» **WRITTEN EXERCISE 1**: Reproduce the stretch of the personal finance text from "1. You are keeping" through "hardest for you.", replacing "donuts" with "bagels".
» **WRITTEN EXERCISE 2**: In the personal finance text, how long did Mr. Money Mustache take to read the 800-page biography?
===== SUPPLIED TEXT =====
But for the rest of us, who might find lifestyle changes difficult at first, let’s focus on the practical side and the numbers.

As soon as you start not buying certain things, you will find that there are some dollars building up in your bank account. You keep getting paychecks, maybe the odd windfall from selling something on Craigslist or a gift from Grandma, etc., and it all goes straight to the bank.

Your goal every two weeks or so will be to count up all this extra cash, figure how much you need for upcoming bills, and sweep the rest to somewhere useful. Somewhere that either pays you interest, or saves you money by reducing the interest that you pay.
Note that there’s a powerful double psychological trick going on here:

  1. You are keeping your bank account very low, which makes you really think twice about impulse purchases. “Hmm, I can’t buy this $1500 television set, because I’ve only got $300 in the bank and there’s only one paycheck coming before my credit card statement will come due”.
  2. Plus you are keeping the money as active as possible. Every dollar is actually a little employee that will work for you, 24 hours a day, for as long as you keep it. But you don’t want your employees hanging around eating donuts in the smoking lounge of your zero-interest checking account. You will simply sweep these green paper employees to wherever they will work hardest for you.

For most people, those places in order are:

  •  paying off any high-interest debt like credit cards
  •  making sure all your deductions for your 401K plan at work are set to their maximum level, especially if they have employer matching
  • paying off any other debts like car or student loans
  • paying off extra principal on your home loan
  • buying a conservative dividend-paying stock index fund – go to Vanguard.com and start an account to buy some units of the VFINX fund, or if you have a brokerage account you can buy SPY shares.
  • last resort: just putting the money into a cash account that pays the highest level of interest you can find – Vanguard’s Prime Money Market fund or ING Direct’s Orange Savings Account.

So there you have it. Save this posting. It is simplistic advice, but if you go out and read 50 books worth of financial and investing advice and distill them into only a few paragraphs, you’ll probably end up at the same place. Mr. Money Mustache actually reads these books every night, since they are part of his unusual idea of fun. He also follows Warren Buffet as if he’s a sports hero and read his 800-page biography over two red-eyed days as soon as it came out.  I encourage you to get more into investing too if you find it interesting, but if you just want the cheat sheet of what countless millionaires do with their money, just follow the points above and you are good.
===== RECORD EXCERPTS =====
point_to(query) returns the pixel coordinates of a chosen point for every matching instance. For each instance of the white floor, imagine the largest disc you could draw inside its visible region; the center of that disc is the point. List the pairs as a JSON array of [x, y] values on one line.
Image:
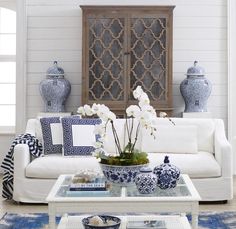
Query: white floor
[[12, 207]]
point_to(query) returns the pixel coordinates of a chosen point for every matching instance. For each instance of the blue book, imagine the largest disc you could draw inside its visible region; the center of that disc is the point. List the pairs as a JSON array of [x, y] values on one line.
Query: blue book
[[87, 193], [87, 189]]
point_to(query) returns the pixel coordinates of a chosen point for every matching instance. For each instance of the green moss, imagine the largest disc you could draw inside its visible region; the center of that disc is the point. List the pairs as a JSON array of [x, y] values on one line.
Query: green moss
[[134, 158]]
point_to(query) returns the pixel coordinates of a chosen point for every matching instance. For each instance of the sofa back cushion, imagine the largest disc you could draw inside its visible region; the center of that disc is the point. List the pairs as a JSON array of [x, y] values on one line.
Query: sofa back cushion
[[171, 139], [205, 130]]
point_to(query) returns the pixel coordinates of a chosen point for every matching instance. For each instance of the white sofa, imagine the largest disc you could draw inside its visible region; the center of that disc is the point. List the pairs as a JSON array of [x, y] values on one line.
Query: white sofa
[[210, 167]]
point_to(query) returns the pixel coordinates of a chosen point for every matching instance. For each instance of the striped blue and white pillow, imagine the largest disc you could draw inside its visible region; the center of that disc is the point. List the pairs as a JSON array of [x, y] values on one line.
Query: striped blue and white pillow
[[78, 136], [52, 135]]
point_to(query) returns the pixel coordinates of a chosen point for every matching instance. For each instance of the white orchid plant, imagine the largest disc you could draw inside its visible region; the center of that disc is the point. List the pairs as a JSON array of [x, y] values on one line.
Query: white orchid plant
[[143, 114]]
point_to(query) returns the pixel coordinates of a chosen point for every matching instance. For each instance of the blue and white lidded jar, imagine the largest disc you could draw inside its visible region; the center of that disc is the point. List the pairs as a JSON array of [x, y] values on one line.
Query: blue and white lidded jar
[[146, 181], [55, 89], [167, 174], [195, 89]]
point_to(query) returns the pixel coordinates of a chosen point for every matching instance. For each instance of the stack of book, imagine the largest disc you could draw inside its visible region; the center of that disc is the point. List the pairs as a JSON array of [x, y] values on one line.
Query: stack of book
[[98, 188]]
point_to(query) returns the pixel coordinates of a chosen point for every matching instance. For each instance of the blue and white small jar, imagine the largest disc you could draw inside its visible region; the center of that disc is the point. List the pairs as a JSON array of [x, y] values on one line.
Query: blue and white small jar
[[146, 181], [195, 89], [55, 89], [167, 174]]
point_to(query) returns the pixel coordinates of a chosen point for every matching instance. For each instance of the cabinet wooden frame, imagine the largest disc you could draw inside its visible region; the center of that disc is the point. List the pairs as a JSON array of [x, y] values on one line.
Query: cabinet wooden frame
[[121, 18]]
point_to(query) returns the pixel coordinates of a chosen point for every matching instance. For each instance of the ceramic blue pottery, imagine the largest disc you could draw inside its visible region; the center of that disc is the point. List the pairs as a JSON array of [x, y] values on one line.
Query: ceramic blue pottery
[[146, 181], [54, 89], [195, 89], [167, 174], [108, 221], [121, 175]]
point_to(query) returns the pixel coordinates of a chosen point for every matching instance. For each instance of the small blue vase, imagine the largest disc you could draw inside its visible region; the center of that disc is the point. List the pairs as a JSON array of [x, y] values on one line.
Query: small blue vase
[[167, 174], [195, 89], [146, 181], [55, 89]]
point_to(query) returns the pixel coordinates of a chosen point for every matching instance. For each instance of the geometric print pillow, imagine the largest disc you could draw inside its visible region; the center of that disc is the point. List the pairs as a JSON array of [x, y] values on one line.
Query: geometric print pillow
[[78, 135], [52, 135]]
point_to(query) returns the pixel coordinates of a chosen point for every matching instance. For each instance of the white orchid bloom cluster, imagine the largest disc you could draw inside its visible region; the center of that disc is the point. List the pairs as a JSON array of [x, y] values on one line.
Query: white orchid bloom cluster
[[102, 111], [144, 113]]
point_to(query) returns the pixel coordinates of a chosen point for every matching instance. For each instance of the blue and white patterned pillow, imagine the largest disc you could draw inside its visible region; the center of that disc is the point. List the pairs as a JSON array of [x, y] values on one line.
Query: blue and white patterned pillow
[[52, 135], [78, 136]]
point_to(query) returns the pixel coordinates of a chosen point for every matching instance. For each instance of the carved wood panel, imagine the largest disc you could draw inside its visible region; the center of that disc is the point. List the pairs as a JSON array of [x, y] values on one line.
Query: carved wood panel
[[123, 47]]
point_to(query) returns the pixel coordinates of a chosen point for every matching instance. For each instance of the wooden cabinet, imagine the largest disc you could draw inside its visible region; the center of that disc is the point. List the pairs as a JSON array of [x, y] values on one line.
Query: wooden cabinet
[[123, 47]]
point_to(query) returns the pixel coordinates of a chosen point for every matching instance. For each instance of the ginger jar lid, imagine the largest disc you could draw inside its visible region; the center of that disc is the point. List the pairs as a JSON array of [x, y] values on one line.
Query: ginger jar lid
[[195, 70], [55, 71]]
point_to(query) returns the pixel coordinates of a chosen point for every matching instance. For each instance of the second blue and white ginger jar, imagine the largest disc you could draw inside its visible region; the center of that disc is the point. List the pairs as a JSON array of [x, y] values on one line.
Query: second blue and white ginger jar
[[167, 174]]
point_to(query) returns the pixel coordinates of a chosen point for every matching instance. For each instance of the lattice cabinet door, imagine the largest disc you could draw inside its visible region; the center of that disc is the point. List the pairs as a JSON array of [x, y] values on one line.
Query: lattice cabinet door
[[123, 47]]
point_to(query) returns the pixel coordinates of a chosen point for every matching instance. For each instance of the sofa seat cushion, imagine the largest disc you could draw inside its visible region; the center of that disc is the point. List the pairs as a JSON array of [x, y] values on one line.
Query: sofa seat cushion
[[199, 165], [51, 166]]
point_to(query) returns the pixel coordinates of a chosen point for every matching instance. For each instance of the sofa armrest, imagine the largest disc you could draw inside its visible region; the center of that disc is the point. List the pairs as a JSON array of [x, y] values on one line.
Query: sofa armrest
[[31, 127], [223, 150], [21, 160]]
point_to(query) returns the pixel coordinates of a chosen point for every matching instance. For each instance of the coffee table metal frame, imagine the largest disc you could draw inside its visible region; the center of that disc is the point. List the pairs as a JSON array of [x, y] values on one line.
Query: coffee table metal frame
[[58, 205]]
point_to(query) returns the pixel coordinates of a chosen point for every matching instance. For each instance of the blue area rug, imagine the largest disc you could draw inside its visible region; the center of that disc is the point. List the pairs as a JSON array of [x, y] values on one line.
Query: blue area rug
[[207, 220]]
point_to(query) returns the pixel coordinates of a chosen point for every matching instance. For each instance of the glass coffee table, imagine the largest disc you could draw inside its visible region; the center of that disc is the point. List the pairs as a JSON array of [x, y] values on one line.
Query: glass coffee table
[[184, 198], [133, 222]]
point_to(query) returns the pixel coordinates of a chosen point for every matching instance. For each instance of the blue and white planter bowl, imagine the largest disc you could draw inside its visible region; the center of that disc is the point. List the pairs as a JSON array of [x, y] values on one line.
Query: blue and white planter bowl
[[121, 175], [167, 174], [146, 181]]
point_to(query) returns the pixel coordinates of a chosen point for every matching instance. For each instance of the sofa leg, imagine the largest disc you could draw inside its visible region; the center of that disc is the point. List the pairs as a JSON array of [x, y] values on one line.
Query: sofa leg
[[214, 202]]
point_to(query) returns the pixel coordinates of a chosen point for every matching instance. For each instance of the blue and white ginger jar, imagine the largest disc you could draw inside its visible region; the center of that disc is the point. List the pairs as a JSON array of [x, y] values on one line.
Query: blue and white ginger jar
[[146, 181], [55, 89], [167, 174], [195, 89]]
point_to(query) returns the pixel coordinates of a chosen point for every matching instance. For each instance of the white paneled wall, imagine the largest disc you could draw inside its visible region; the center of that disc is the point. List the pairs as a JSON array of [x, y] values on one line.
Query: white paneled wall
[[55, 33]]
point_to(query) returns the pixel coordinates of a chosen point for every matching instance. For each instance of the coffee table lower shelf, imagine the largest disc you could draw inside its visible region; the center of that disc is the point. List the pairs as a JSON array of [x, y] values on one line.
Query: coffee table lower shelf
[[171, 222]]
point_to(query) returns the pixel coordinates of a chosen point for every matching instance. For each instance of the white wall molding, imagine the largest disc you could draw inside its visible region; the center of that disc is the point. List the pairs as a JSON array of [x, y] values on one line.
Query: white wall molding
[[21, 42], [231, 76]]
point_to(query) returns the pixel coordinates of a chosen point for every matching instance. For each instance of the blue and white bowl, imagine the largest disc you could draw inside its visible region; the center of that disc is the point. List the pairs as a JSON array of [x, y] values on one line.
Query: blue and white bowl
[[115, 222], [122, 175]]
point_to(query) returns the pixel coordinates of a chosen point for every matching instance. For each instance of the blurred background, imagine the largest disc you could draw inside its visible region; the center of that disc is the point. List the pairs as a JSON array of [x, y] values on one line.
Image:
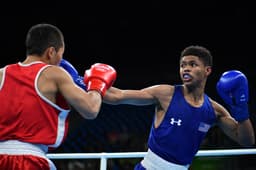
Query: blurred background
[[142, 40]]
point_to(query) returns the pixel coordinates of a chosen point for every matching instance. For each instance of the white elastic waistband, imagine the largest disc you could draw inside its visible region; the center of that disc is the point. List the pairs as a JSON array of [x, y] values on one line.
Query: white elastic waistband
[[152, 162], [15, 147]]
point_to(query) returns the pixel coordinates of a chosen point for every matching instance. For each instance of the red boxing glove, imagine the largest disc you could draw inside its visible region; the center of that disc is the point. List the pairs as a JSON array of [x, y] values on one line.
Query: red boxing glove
[[100, 77]]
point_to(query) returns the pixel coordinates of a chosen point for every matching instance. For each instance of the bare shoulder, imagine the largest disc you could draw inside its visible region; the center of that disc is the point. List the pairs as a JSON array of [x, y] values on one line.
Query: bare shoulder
[[55, 72]]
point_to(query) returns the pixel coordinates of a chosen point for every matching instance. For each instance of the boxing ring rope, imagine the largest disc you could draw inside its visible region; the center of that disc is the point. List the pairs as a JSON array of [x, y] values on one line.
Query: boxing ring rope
[[104, 156]]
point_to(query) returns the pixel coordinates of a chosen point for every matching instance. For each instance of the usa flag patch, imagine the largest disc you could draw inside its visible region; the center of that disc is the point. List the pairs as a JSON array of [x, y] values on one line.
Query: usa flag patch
[[203, 127]]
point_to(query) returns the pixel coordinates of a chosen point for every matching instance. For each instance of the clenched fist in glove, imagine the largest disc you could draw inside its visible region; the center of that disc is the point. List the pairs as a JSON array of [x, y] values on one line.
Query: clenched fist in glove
[[100, 77], [233, 89]]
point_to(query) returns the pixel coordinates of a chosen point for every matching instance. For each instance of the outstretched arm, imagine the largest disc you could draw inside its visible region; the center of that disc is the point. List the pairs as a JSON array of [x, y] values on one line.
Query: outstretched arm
[[233, 89], [144, 96]]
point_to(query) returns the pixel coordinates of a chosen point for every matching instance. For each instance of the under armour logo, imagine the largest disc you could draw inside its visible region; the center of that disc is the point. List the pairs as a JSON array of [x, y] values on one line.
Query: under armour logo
[[178, 122]]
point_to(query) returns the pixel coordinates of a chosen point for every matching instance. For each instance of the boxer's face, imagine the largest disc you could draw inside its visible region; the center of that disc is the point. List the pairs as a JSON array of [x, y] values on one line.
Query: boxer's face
[[193, 71]]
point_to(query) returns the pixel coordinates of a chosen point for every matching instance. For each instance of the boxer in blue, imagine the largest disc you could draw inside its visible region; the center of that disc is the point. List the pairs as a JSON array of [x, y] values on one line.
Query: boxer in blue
[[185, 113]]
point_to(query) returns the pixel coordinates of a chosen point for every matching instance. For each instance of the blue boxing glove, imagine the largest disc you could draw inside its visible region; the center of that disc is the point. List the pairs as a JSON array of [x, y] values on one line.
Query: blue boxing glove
[[233, 89], [79, 80]]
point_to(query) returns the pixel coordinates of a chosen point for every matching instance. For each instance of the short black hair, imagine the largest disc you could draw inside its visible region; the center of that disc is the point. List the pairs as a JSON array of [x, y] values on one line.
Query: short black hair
[[201, 52], [42, 36]]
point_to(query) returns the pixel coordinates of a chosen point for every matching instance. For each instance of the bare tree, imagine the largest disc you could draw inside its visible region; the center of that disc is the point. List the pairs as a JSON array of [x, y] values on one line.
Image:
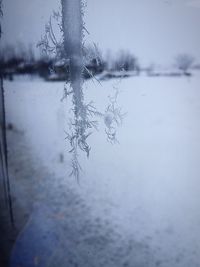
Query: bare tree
[[70, 50]]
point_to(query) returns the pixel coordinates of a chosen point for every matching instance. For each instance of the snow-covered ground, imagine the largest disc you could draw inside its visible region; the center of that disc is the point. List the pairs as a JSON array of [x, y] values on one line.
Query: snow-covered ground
[[144, 190]]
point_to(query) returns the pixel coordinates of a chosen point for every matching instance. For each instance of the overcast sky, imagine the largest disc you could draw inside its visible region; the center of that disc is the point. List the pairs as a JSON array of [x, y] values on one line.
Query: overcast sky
[[154, 30]]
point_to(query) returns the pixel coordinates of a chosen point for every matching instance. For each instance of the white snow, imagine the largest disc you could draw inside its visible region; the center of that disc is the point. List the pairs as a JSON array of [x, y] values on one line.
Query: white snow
[[147, 186]]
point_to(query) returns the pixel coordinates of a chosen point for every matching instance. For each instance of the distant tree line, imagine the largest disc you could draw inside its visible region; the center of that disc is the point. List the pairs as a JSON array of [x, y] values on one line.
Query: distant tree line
[[22, 60]]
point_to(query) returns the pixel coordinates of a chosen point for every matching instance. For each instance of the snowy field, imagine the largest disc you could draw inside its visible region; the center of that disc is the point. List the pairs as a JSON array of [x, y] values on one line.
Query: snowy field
[[137, 203]]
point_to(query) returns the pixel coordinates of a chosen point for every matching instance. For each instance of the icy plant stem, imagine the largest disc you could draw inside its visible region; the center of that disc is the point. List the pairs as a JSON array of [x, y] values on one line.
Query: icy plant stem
[[72, 33]]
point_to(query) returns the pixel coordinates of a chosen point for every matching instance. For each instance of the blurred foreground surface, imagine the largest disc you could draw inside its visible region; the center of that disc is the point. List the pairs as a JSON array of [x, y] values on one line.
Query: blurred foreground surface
[[138, 201]]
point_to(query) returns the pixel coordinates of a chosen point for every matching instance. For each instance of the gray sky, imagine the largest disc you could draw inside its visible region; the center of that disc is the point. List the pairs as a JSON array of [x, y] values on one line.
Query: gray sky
[[154, 30]]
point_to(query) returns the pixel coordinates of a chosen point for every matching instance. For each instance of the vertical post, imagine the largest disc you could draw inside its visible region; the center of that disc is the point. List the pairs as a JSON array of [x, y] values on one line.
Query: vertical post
[[72, 23]]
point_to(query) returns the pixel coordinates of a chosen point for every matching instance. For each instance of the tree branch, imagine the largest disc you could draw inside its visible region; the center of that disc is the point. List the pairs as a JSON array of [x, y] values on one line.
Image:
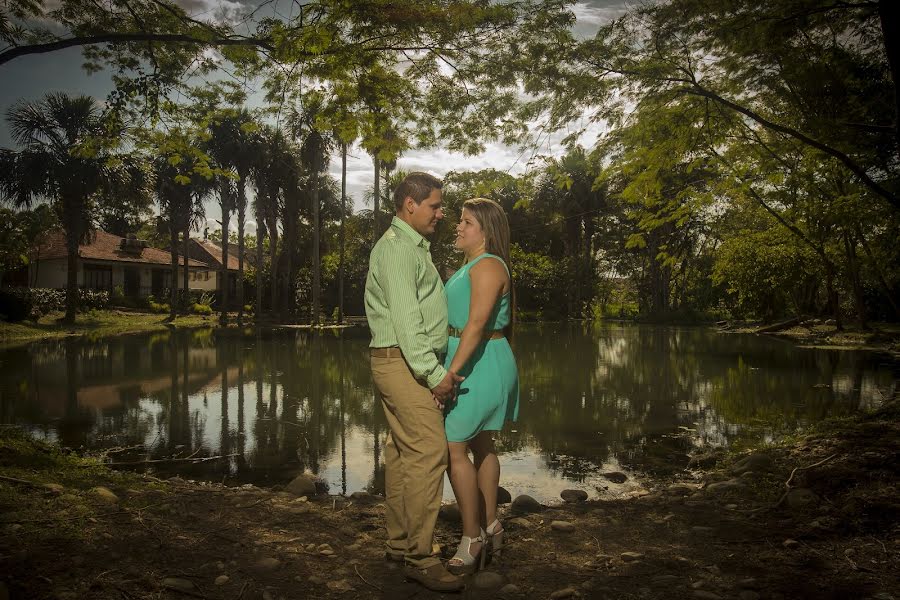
=====
» **WRITTEN SOLUTION 1**:
1. You are keeping your bank account very low, which makes you really think twice about impulse purchases. “Hmm, I can’t buy this $1500 television set, because I’ve only got $300 in the bank and there’s only one paycheck coming before my credit card statement will come due”.
  2. Plus you are keeping the money as active as possible. Every dollar is actually a little employee that will work for you, 24 hours a day, for as long as you keep it. But you don’t want your employees hanging around eating bagels in the smoking lounge of your zero-interest checking account. You will simply sweep these green paper employees to wherever they will work hardest for you.

» **WRITTEN SOLUTION 2**: He read it over two red-eyed days.